> **RECORD EXTRACTS**
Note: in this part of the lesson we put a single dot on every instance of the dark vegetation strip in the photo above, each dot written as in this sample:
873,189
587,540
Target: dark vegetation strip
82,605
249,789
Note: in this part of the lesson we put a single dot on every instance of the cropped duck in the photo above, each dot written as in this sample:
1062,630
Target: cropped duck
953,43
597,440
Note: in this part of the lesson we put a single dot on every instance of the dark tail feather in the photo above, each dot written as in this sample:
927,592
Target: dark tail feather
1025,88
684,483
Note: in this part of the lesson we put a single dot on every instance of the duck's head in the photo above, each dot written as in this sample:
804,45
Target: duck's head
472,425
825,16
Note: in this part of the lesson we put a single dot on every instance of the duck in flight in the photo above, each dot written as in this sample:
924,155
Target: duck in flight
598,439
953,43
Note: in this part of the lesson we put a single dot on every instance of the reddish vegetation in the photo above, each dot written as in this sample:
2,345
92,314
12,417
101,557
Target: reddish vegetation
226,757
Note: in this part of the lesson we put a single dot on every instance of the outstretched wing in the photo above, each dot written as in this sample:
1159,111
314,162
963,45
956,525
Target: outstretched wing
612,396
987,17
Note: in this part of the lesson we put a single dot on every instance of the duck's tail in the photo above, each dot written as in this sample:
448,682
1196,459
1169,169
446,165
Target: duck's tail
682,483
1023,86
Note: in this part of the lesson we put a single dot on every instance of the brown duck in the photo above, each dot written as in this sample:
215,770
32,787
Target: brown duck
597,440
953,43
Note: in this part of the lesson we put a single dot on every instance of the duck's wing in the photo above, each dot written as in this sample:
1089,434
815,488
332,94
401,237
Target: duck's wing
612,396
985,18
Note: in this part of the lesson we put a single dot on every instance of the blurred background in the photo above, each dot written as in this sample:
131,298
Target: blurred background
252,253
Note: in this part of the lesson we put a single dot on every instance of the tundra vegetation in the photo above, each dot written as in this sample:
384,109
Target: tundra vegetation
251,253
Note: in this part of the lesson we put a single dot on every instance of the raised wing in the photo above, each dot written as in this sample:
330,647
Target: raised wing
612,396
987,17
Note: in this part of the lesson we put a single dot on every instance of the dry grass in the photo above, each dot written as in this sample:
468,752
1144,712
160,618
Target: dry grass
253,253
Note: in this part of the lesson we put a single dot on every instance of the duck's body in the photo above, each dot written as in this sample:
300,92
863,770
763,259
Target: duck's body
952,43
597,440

> **YOUR OBJECTIVE**
Beginning at the line containing "Target: duck's tail", repeat each line exactly through the last line of the entries, and include no other lines.

> **YOUR RESPONSE**
Target: duck's tail
682,483
1023,86
Note: in this part of the lesson we put a single dot on every instance of the brown duck in the photo above, each dot written as in this sample:
215,770
32,787
Target: brown duck
597,440
953,43
Note: in this part of the lesson we put a single dot on every instance of the duck's wing in the photo above, each dot written as in this sample:
1089,434
815,488
332,94
401,237
Target: duck's wing
612,396
985,18
Note: in this part of the lesson we put a single dot on every instance of the blurred background in the photo above, each dot written as in this sample:
131,298
Target: blurred background
252,253
Note: in this part of the lesson we put a single dot on every instance of the tundra vegetation in the photo above, each dot written as in this sample:
384,109
Target: tundra vegetation
251,253
Note: in this part of the lesson we put a single dot on every instance of the raised wing in the photo above, each dot written as in this sample:
330,647
Target: raised wing
612,396
987,17
Note: in this part of the lesson we put a single dot on every instance of the dry grass in the photo above, each dot written as in this sample:
468,752
1144,712
160,618
Target: dry grass
253,253
Note: in this part of the lesson we put a single dot on every instance of the duck's body in the photo above, each dot written as in this sample:
300,92
863,770
763,259
Target: duck's body
952,43
597,440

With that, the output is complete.